╭──

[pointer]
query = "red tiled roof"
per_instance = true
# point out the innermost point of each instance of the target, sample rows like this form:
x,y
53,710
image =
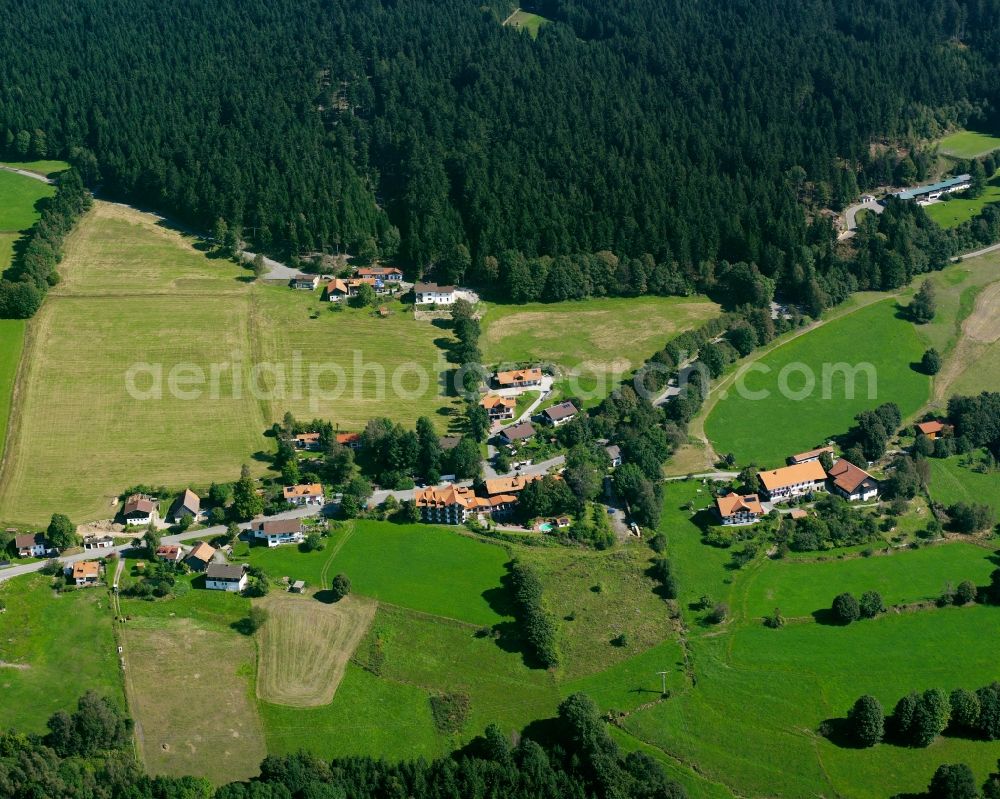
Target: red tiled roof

╰──

**WORK TO BE COMPLETED**
Check how many lines in the entries contain "tiled", and reply with that number alone.

**EXERCISE SOLUTION**
2